> [所给文本]:
-----
CodeForces 1327F - AND Segments
Problem
数位DP:对每一位进行DP然后求积,dp[i]表示最后的0在第$i$位,且前面所有按位与结果为0的区间都满足。
每次DP前预处理两个内容:
- 当前位置是否必须为1;
- 当前位置左边结束的最后一个按位与为0的区间从哪里开始。
从最后那个区间的左端点开始求和即能得到当前位置的值(如果没有这样的区间则dp值+1)。由于求和太多,需要再用个前缀和。
Solution
#include <iostream>
#include <cstring>
using namespace std;
const long long mod = 998244353;
int n = 0, k = 0, m = 0;
pair<pair<int, int>, unsigned> seg[500005] = {};
int pre[500005] = {};
int one[500005] = {};
long long dp[500005] = {};
long long solve(unsigned bit) {
memset(pre, 0, sizeof(pre));
memset(one, 0, sizeof(one));
memset(dp, 0, sizeof(dp));
unsigned mask = 1U << bit;
for (int s = 0; s < m; ++s) {
int l = seg[s].first.first;
int r = seg[s].first.second;
if (seg[s].second & mask) {
++one[l], --one[r + 1];
} else {
pre[r + 1] = max(pre[r + 1], l);
}
}
int left = 0, count = 0;
for (int i = 1; i <= n + 1; ++i) {
long long cur = 0;
count = count + one[i];
left = max(left, pre[i]);
if (count > 0) {
cur = 0;
} else {
if (left == 0) {
cur = dp[i - 1] + 1;
} else {
cur = dp[i - 1] - dp[left - 1];
}
}
dp[i] = (dp[i - 1] + cur) % mod;
}
return (dp[n + 1] - dp[n] + mod) % mod;
}
int main() {
scanf("%d %d %d", &n, &k, &m);
for (int i = 0; i < m; ++i) {
auto &p = seg[i];
scanf("%d %d %u", &p.first.first, &p.first.second, &p.second);
}
long long ans = 1;
for (unsigned bit = 0; bit < k; ++bit) {
ans = (ans * solve(bit)) % mod;
}
printf("%lld\n", ans);
return 0;
}
<EOF>
-----
> [必做任务]:
1. 请把上面题解中的一段原样照抄出来。这一段从含有“CodeForces 1327F - AND”的词语开始，到“求和太多,需要再用个前缀和。”为止。
2. 请判断下列说法是否与上面的题解相符。每项先答“是”或“否”，再一字不差地引用题解中起决定作用的文字。(a) 每次DP之前要预处理三个内容。(b) 代码里取模用的数是998244353。(c) 因为求和太多，题解提出再使用一个前缀和。

> [材料]:
-----
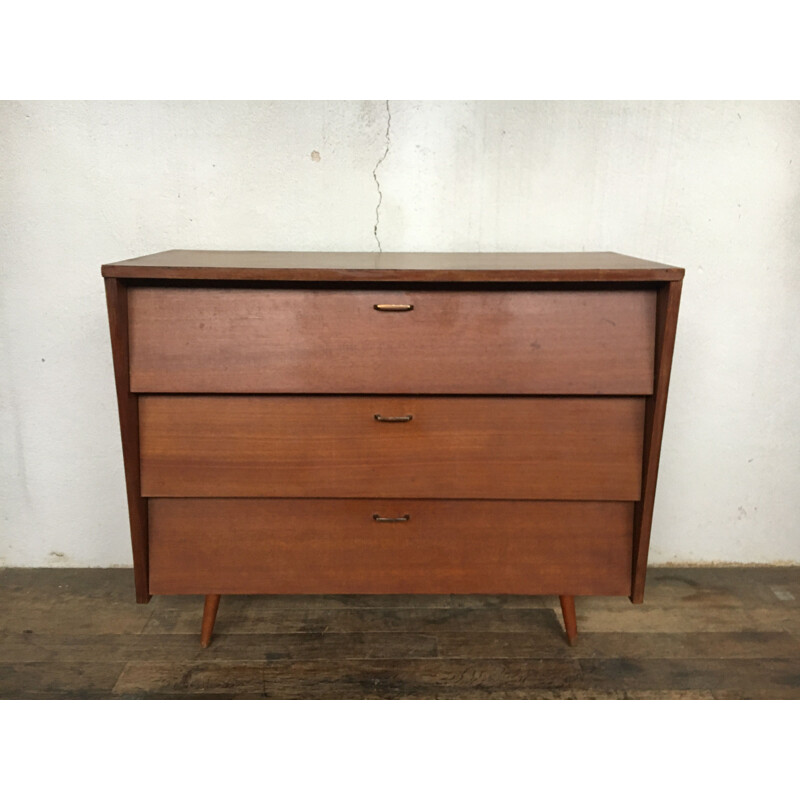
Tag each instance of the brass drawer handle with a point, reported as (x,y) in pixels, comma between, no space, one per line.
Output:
-----
> [参考答案]:
1.
CodeForces 1327F - AND Segments
Problem
数位DP:对每一位进行DP然后求积,dp[i]表示最后的0在第$i$位,且前面所有按位与结果为0的区间都满足。
每次DP前预处理两个内容:
- 当前位置是否必须为1;
- 当前位置左边结束的最后一个按位与为0的区间从哪里开始。
从最后那个区间的左端点开始求和即能得到当前位置的值(如果没有这样的区间则dp值+1)。由于求和太多,需要再用个前缀和。

2.
(a) 否。“每次DP前预处理两个内容”
(b) 是。“const long long mod = 998244353;”
(c) 是。“由于求和太多,需要再用个前缀和。”